* [本文の抜粋]

**********

私の音楽教室開業のおはなし
本日は、私が教室を開校した当時からの歩みをお話ししてみようと思います。
今年で教室開業をして20年が過ぎました。
それ以前は何をしていたかといいますと「ヤマハのシステム講師」でした。
当時の心境を今振り返っても本当は演奏でご飯を食べていきたかった。というのが本音ですね。
学校を卒業した時も普通の人のように「就職活動」みたいなことは一切しなかったですね。
時代も今とは大きく違うしコネもなにもない。
ただ茫然と「音楽でご飯を食べられる人間になる!」というのは中学生の頃からありましたね。
(この!ビックリマークが結構重要だったりします)
それで卒業真近になってそのまま無職でいられるわけでもなく取りあえず「簡単に受かりやすい会社にお試しで学生アルバイト感覚で」働いてみたんですね。
いわゆる試用期間というか。3か月程度でしたでしょうか?
で確か内定をもらったんですが「どうにもここは私の居場所じゃない」って感じたんです。
普通に高卒で働く場所じゃん?みたいな。
で内定を自ら蹴ってしまいました。
わかっているのに凝りもせずまた別の会社2社に申し込んだのですがなんと、、、
面接試験をバックレてしまったんです。(笑)
当時を振り返っても今考えても甚だ疑問なのですが両親は何にも言わないんですよ。
未だにわかりませんがお見合いで結婚させたかったんでしょうね。
私、そんなお嬢様じゃありませんから。
それで地元のヤマハの特約店に電話して
「なにか弾く仕事ありませんか?」
ここからがすべての始まりでした。
とにかく降ってくる何かを待つのではなく
「自分から行動を起こしてみること」
これがどんなことに対しても一番大切なんですよ。
「そう。じゃあなたちょっと履歴書持って来て下さいよ」
このやりとりは忘れませんね。
ところが面接に言ったら
\いきなり先生になっていたんです/
お試し採用どころか来月からヤマハの先生なんです。
「先生が何人か結婚で辞めてしまってね、先生が足りなくて困っていたんだよ~」
えっ?先生って、私が?
そりゃー学生時代にヤマハのグレードは取ったけれど。。。
今の時代には考えられないでしょうけれど、
こんな感じで初めから週4日稼働で個人レッスンを担当することに。
しかも1日に結構な人数を教えていました。
大人も子供もです。
1年先輩の先生が「すごいねー1年目からこんなに稼働多い先生なかなかいないよ」
「はぁ、そうなんですか・・・」

**********

* [取り組む問題]
(a) 次の(i)〜(iii)が音楽教室開業の話の内容と合っているか、それぞれ「はい」か「いいえ」で答え、判断の決め手になる本文の言葉をそのまま引用してください。
(i) 教室を開業してから、今年で20年が過ぎた。
(ii) 学校を卒業するとき、就職活動をいくつもした。
(iii) 最初から週4日、個人レッスンを受け持った。
(b) 音楽教室開業の話の「ただ茫然と「音楽でご飯を食べ」から「じゃない」って感じたんです。」までをすべて書き出し、その中の「試用期間」を「見習い期間」に置き換えてください。
(c) 音楽教室開業の話によると、書き手は教室を開く前に何をしていましたか。

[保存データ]

**********

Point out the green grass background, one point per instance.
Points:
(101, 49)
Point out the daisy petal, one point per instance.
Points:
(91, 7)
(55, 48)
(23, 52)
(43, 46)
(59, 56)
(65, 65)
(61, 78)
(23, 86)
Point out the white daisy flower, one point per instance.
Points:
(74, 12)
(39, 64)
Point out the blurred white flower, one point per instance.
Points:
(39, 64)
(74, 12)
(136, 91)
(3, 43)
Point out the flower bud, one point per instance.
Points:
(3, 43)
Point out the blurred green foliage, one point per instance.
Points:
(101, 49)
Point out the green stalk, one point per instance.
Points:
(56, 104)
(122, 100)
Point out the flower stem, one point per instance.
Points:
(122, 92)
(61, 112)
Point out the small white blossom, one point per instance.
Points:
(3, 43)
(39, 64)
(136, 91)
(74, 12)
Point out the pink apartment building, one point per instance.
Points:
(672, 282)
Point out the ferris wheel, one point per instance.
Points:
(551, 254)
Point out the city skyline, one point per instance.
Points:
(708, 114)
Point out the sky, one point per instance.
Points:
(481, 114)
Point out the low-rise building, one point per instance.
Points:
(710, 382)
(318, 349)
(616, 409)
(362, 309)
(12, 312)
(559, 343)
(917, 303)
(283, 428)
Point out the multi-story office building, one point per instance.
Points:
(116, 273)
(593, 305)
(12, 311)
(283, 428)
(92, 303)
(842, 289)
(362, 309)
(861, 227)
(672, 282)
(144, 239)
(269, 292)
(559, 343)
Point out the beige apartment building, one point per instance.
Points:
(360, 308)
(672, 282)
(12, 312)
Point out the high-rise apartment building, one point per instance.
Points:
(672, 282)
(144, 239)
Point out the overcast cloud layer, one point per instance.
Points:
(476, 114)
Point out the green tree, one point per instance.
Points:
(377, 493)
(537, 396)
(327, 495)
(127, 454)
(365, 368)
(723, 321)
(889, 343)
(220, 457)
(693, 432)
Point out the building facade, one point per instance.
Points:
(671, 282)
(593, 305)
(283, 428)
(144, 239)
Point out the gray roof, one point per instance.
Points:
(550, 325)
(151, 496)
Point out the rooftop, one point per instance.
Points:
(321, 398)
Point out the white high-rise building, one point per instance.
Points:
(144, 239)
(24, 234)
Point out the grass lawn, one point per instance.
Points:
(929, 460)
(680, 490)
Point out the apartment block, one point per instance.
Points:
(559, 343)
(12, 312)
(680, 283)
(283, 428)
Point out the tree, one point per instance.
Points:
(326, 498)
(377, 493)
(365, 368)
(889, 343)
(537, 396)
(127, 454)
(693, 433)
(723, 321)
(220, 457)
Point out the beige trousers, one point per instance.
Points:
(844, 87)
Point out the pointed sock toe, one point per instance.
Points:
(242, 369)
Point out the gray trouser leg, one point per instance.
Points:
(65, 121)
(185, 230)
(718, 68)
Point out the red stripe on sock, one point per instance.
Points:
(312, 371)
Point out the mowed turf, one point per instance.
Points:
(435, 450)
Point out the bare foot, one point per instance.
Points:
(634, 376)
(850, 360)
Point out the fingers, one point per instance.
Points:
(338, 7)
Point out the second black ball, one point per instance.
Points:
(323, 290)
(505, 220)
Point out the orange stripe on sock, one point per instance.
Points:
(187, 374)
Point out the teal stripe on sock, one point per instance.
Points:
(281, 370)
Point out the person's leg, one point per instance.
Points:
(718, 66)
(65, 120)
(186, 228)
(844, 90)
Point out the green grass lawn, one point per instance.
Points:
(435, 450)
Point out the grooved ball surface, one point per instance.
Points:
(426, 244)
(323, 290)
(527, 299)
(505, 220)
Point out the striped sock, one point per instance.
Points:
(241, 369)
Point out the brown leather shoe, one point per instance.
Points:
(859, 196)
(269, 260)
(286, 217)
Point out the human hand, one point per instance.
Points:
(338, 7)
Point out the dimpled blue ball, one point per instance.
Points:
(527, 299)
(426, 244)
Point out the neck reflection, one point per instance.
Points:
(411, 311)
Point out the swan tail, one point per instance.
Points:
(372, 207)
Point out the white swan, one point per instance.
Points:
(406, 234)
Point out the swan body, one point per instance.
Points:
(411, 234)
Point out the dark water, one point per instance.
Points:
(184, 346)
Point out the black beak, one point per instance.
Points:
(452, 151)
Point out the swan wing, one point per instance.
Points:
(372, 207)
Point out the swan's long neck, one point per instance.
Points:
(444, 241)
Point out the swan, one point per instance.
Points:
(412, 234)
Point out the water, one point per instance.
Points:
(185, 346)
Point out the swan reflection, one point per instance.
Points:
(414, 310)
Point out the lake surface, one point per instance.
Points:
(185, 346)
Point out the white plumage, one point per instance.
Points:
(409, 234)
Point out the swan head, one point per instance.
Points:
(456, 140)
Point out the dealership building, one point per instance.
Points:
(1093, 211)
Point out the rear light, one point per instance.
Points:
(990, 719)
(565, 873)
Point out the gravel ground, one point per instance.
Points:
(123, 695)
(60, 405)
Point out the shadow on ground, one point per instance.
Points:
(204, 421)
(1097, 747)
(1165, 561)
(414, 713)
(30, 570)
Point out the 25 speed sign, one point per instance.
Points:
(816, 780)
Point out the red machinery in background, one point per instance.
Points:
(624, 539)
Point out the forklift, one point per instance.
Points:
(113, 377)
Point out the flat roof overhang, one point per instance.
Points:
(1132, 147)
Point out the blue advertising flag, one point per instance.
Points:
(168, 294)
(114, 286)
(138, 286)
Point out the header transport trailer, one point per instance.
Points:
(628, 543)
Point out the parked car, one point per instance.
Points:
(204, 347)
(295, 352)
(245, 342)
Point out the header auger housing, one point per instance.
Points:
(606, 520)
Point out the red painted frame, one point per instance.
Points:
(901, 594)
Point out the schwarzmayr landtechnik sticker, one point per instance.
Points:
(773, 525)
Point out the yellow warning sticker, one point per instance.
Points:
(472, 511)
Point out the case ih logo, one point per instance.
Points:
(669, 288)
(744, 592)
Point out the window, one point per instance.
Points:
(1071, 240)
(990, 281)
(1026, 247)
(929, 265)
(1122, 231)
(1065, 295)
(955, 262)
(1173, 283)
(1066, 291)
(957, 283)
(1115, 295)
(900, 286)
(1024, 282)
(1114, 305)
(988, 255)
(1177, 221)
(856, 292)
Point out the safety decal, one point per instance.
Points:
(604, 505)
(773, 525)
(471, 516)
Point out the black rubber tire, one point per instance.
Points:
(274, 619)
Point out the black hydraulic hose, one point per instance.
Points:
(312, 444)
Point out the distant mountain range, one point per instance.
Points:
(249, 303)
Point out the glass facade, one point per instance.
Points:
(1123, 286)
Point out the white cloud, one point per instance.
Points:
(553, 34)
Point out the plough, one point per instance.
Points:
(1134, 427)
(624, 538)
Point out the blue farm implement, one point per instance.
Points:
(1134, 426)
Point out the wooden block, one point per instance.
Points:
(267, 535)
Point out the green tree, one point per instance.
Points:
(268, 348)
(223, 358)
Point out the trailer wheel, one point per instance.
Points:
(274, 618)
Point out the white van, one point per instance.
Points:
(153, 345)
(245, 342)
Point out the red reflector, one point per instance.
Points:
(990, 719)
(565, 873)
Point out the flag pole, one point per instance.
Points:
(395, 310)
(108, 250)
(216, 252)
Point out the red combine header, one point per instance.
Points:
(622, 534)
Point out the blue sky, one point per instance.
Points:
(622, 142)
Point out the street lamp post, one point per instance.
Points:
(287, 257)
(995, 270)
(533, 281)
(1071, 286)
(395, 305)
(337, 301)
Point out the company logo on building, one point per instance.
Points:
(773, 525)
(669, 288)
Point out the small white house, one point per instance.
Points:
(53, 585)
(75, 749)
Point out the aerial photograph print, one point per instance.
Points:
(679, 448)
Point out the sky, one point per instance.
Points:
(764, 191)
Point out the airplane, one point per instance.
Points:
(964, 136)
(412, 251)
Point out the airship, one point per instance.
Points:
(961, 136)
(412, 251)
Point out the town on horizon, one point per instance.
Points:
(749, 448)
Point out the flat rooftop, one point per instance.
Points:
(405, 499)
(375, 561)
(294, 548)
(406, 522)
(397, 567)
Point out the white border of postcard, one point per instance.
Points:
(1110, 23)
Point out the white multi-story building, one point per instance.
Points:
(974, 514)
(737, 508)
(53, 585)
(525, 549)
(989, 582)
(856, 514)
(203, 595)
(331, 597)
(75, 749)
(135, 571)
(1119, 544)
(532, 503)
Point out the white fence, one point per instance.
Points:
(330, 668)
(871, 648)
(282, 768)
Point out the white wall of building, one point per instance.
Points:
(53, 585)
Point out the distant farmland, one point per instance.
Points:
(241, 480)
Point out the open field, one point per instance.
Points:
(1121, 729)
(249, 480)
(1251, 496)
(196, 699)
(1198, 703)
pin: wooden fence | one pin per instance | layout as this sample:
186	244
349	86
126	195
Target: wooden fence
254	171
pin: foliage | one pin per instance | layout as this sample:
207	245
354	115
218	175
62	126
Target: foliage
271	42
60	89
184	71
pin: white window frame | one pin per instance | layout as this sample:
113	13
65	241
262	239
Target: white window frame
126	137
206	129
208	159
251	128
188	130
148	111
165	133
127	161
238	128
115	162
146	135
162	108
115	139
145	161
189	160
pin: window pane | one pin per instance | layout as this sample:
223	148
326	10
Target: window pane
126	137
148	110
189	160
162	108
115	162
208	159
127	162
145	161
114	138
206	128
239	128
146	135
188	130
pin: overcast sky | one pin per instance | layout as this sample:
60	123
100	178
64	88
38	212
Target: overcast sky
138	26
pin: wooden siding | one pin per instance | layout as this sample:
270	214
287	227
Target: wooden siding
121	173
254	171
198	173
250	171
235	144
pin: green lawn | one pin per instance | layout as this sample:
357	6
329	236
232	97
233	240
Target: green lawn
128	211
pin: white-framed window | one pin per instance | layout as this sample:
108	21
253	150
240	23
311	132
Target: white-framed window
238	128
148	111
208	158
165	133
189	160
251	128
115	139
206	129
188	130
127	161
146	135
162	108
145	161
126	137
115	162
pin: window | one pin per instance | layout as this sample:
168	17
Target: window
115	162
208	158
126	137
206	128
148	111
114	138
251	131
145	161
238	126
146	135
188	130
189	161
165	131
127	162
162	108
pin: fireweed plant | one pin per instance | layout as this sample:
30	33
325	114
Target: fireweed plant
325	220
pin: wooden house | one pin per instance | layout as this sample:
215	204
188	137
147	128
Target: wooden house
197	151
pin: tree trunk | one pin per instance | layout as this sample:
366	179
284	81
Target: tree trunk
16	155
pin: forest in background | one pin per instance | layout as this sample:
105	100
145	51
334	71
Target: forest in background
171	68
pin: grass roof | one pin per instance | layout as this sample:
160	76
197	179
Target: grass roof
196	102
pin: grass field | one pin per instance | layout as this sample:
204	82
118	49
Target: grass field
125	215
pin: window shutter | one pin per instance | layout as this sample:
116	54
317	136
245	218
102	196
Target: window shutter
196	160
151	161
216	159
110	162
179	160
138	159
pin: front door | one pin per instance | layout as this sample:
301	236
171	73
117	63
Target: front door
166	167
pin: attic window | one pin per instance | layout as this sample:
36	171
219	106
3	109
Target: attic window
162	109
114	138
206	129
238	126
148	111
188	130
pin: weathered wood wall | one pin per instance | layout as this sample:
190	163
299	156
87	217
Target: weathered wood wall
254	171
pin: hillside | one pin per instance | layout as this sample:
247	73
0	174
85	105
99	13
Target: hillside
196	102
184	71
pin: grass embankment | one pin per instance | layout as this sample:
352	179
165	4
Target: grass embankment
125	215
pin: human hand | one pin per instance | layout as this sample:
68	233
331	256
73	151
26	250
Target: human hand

**********

* [問題の答え]
(a)
(i) はい。「今年で教室開業をして20年が過ぎました。」
(ii) いいえ。「学校を卒業した時も普通の人のように「就職活動」みたいなことは一切しなかったですね。」
(iii) はい。「こんな感じで初めから週4日稼働で個人レッスンを担当することに。」

(b)
ただ茫然と「音楽でご飯を食べられる人間になる!」というのは中学生の頃からありましたね。
(この!ビックリマークが結構重要だったりします)
それで卒業真近になってそのまま無職でいられるわけでもなく取りあえず「簡単に受かりやすい会社にお試しで学生アルバイト感覚で」働いてみたんですね。
いわゆる見習い期間というか。3か月程度でしたでしょうか?
で確か内定をもらったんですが「どうにもここは私の居場所じゃない」って感じたんです。

(c) ヤマハのシステム講師をしていました。